**Aufgabe 1:** Zitiere alle Zeilen mit den Zeigedaten zu benannten Objekten vollständig und ohne jede Änderung. Die Bilder gehören nicht in die Antwort.

● ● ● ●

Leitsatz (amtlich)

1. Bei der Auslegung der Satzung einer Stiftung kommt dem im Stiftungsgeschäft zum Ausdruck gebrachten Stifterwillen maßgebende Bedeutung zu (Anschluss an BGHZ 99, 344). Maßstab ist der Stifterwille nur, soweit er Gegenstand des Anerkennungsverfahrens gewesen ist (Anschluss an BGH, NJW 1957, 708). Dies schützt die Stiftung davor, dass der Stifter seine Meinung nach Belieben ändert.

2. Es kann eine satzungswidrige Umgehung der in einer Stiftungssatzung vorgesehenen Höchstdauer der für den Vorstand vorgesehenen Amtsperiode vorliegen, wenn die Vorstandsmitglieder durch zeitlich nahezu zusammenfallende Bestellungsakte für zwei unmittelbar aufeinanderfolgende Amtsperioden bestellt werden (keine satzungswidrige "Vorrats- oder revolvierende Bestellung" von Vorstandsmitgliedern).

 

Normenkette

AktG § 84 Abs. 1 S. 3; BGB §§ 85, 134

 

Verfahrensgang

LG Aachen (Urteil vom 20.06.2017; Aktenzeichen 10 O 470/16)

 

Tenor

Auf die Berufung der Beklagten und unter Zurückweisung der Anschlussberufung des Klägers zu 1) sowie der Berufung und Anschlussberufung des Klägers zu 2) wird das Urteil der 10. Zivilkammer des Landgerichts Aachen vom 20. Juni 2017 - 10 O 470/16 - aufgehoben und im Hauptsachetenor insgesamt wie folgt neu gefasst:

"Die Klagen werden abgewiesen. Auf die Widerklage der Beklagten wird festgestellt, dass Frau M, Herr Dr. Q und Herr C am 8. Februar 2017 wirksam als Kuratoriumsmitglieder der Beklagten für eine Amtszeit von vier Jahren und sechs Monaten ab dem 8. Februar 2017 gewählt worden sind."

Die außergerichtlichen Kosten der Beklagten erster Instanz und die Gerichtskosten erster Instanz tragen der Kläger zu 1) zu 49 % und der Kläger zu 2) zu 51 %. Die außergerichtlichen Kosten der Beklagten zweiter Instanz und die Gerichtskosten zweiter Instanz tragen der Kläger zu 1) zu 25 %, der Kläger zu 2) zu 73,5 % und die Kläger zu 1) und 2) gemeinschaftlich zu 1,5%. Im Übrigen findet ein Kostenausgleich nicht statt.

● ● ● ●

**Aufgabe 2:**
Beantworte anhand der Entscheidung zur Stiftungssatzung:
(a) Vor welchem Gericht ist das angefochtene Urteil ergangen, und von welchem Tag stammt es?
(b) Für welche Amtszeit wurden Frau M, Herr Dr. Q und Herr C laut Tenor gewählt?
(c) Wovor schützt es die Stiftung laut erstem Leitsatz, dass der Stifterwille nur insoweit Maßstab ist, als er Gegenstand des Anerkennungsverfahrens war?

**Zeigedatensätze zu benannten Objekten:**

● ● ● ●

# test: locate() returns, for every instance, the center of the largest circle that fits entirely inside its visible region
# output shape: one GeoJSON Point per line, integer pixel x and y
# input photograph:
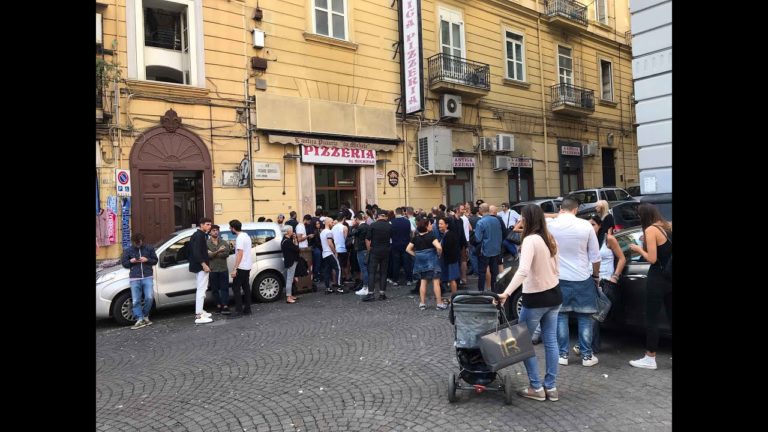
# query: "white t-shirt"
{"type": "Point", "coordinates": [338, 237]}
{"type": "Point", "coordinates": [301, 229]}
{"type": "Point", "coordinates": [243, 242]}
{"type": "Point", "coordinates": [324, 236]}
{"type": "Point", "coordinates": [577, 246]}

● ● ● ●

**Ergebnis 1:**
# test: locate() returns, for every instance, the center of the largest circle that fits entirely inside its visible region
# output shape: one GeoJSON Point per line, integer pixel x and y
# input photograph:
# query: "white t-shirt"
{"type": "Point", "coordinates": [338, 237]}
{"type": "Point", "coordinates": [301, 229]}
{"type": "Point", "coordinates": [243, 242]}
{"type": "Point", "coordinates": [324, 236]}
{"type": "Point", "coordinates": [577, 246]}

**Ergebnis 2:**
(a) Das Urteil stammt vom Landgericht Aachen und ist vom 20. Juni 2017.
(b) Sie wurden für eine Amtszeit von vier Jahren und sechs Monaten ab dem 8. Februar 2017 gewählt.
(c) Es schützt die Stiftung davor, dass der Stifter seine Meinung nach Belieben ändert.